__提供した文章__.
供花(きょうか・くげ)とは?宗教別の種類と手配の仕方、相場

葬儀辞典

葬儀場へ贈る供花の手配時は、届くタイミングや供花の大きさ、名札の記載方法などを指示します。供花は、宗教や宗派、マナー、地域の慣習などにも配慮しましょう。この記事を読めば、供花の概要や相場価格、手配方法やマナーなど、供花に関する疑問が解消します。

生前にお世話になった方の葬儀に、故人の冥福を祈って供花を贈るケースがよくあります。

供花を手配する際は、会場へ届くタイミングや花の種類・形状、宗教や宗派による違いなどに注意しなくてはなりません。

この記事では、供花の手配方法や相場価格、名札の書き方、返礼品・お礼状など、注意すべきポイントを解説します。

葬儀に贈る供花(きょうか・くげ)とは?

供花(きょうか・くげ)とは、お通夜や葬儀、告別式の際に祭壇に飾られる盛花で、故人の冥福を祈って別れを告げる装飾物を指します。

供花を贈る目的としては、葬儀に参列できない方が弔意を表すためや、遺族から香典辞退の意思表示があった際の香典代わりなどが挙げられます。

供花は、生前に故人と親交が深かった親族や友人および職場関係者から贈られるものです。贈り主の氏名や団体名を書いた名札を供花に付け、祭壇の両脇に並べて飾るのが一般的です。

供花の種類は宗教や宗派によって異なる

多くの供花では白い花や淡い色の花を用いますが、宗教・宗派や地域の慣習、葬儀形式などによって、形式やルールは多少異なります。

アノテーションデータの一覧:
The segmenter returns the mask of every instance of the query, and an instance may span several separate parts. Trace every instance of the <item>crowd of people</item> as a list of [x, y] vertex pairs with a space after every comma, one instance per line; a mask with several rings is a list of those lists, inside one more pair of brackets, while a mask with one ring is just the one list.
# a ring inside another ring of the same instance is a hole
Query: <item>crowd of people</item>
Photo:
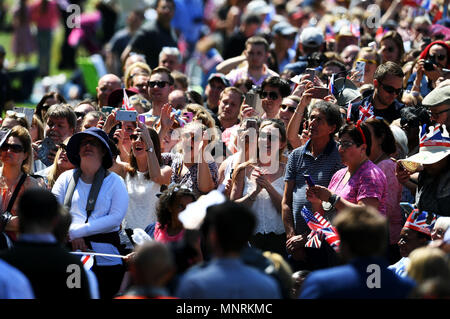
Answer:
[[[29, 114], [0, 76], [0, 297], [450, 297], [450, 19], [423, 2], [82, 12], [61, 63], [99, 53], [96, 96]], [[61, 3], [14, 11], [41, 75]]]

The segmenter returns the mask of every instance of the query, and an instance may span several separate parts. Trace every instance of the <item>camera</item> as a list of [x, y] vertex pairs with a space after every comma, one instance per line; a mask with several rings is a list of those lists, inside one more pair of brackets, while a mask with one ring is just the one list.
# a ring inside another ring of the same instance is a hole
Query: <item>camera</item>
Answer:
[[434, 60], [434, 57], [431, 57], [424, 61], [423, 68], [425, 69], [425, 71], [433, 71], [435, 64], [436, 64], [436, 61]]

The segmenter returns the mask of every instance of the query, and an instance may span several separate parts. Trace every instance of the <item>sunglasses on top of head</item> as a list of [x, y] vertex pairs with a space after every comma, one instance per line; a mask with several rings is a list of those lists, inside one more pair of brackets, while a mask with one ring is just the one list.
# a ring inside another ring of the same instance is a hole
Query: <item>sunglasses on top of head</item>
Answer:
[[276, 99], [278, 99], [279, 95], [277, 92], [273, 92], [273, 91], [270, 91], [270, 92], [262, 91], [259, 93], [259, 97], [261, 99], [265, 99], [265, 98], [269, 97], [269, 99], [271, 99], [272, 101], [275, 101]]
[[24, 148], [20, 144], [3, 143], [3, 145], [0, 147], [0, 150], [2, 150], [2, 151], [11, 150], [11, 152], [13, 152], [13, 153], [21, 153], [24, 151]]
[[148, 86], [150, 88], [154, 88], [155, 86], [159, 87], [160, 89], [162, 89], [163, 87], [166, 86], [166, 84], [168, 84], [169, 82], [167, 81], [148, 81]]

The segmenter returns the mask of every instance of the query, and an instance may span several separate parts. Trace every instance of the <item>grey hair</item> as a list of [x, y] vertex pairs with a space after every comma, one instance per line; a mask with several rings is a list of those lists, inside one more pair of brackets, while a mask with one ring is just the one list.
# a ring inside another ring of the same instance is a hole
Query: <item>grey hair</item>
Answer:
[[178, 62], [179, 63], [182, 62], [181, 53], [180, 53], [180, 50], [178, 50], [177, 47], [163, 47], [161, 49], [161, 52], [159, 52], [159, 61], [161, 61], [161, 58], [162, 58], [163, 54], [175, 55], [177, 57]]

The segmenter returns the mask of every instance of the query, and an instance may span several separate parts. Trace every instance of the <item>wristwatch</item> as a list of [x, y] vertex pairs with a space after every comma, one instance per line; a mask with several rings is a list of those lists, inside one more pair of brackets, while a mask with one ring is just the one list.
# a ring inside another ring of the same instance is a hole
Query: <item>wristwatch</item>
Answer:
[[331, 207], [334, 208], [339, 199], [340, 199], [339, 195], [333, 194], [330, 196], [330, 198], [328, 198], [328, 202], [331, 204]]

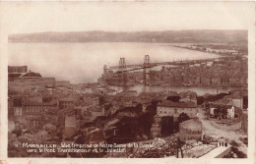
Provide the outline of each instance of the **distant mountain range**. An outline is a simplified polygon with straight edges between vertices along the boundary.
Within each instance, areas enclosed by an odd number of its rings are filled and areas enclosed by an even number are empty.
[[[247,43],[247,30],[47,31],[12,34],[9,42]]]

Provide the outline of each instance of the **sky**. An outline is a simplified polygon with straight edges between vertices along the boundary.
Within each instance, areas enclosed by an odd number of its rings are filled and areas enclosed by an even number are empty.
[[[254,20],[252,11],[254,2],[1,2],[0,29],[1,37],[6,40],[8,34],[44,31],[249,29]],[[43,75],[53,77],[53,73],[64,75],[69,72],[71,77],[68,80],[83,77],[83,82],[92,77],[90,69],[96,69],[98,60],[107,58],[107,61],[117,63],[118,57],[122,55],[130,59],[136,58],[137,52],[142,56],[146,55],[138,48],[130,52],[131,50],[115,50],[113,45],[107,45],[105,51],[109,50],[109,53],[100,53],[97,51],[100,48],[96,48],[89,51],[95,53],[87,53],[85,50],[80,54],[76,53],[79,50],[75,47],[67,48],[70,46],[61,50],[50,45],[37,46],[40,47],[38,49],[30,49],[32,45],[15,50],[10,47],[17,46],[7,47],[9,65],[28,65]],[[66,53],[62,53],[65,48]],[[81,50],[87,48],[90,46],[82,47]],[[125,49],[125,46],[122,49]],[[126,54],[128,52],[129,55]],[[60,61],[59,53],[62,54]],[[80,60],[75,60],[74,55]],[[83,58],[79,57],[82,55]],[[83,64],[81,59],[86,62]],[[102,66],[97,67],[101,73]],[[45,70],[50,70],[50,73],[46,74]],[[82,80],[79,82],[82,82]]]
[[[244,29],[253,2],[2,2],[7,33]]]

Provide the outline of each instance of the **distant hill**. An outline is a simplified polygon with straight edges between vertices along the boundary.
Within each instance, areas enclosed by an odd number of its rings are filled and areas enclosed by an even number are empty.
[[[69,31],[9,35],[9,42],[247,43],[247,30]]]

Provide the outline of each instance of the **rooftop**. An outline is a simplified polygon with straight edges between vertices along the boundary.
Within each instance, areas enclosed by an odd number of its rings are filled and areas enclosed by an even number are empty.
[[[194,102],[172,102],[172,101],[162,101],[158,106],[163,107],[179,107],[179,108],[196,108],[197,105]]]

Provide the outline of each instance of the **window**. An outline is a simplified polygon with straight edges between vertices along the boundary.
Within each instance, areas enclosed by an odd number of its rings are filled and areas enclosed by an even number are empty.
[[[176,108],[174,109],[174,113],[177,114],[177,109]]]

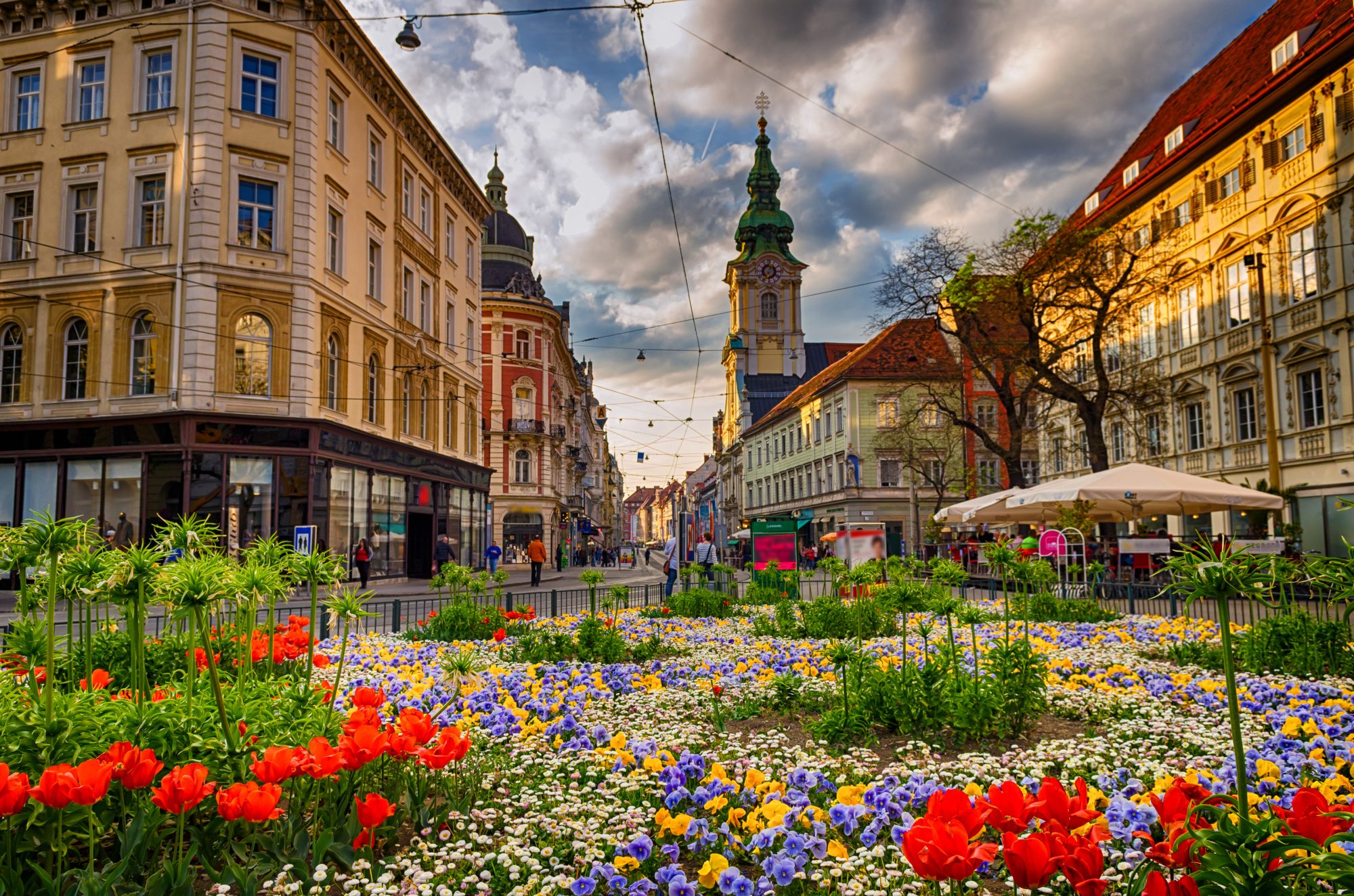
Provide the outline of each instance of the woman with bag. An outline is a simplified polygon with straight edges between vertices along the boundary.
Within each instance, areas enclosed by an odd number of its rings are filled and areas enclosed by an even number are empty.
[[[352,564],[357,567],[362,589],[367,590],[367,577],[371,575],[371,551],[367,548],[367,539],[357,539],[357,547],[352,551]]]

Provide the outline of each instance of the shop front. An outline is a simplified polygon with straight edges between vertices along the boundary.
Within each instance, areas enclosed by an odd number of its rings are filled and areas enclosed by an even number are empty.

__取り組む課題__.
1. 供花の記事について、次の質問に答えてください。
(a) 供花は、お通夜や葬儀のときにどこに飾られますか。
(b) 遺族が香典を辞退する意思を示したとき、供花は何の代わりとして贈られますか。
(c) 多くの供花では、どんな色の花が使われますか。
2. 供花の記事のうち、「生前にお世話になった方の葬儀」から「に並べて飾るのが一般的です。」までの部分を、一字一句変えずに書き写してください。

__求める答え__.
1.
(a) 祭壇(一般的には祭壇の両脇に並べて飾られる)
(b) 香典の代わり
(c) 白い花や淡い色の花

2.
生前にお世話になった方の葬儀に、故人の冥福を祈って供花を贈るケースがよくあります。

供花を手配する際は、会場へ届くタイミングや花の種類・形状、宗教や宗派による違いなどに注意しなくてはなりません。

この記事では、供花の手配方法や相場価格、名札の書き方、返礼品・お礼状など、注意すべきポイントを解説します。

葬儀に贈る供花(きょうか・くげ)とは?

供花(きょうか・くげ)とは、お通夜や葬儀、告別式の際に祭壇に飾られる盛花で、故人の冥福を祈って別れを告げる装飾物を指します。

供花を贈る目的としては、葬儀に参列できない方が弔意を表すためや、遺族から香典辞退の意思表示があった際の香典代わりなどが挙げられます。

供花は、生前に故人と親交が深かった親族や友人および職場関係者から贈られるものです。贈り主の氏名や団体名を書いた名札を供花に付け、祭壇の両脇に並べて飾るのが一般的です。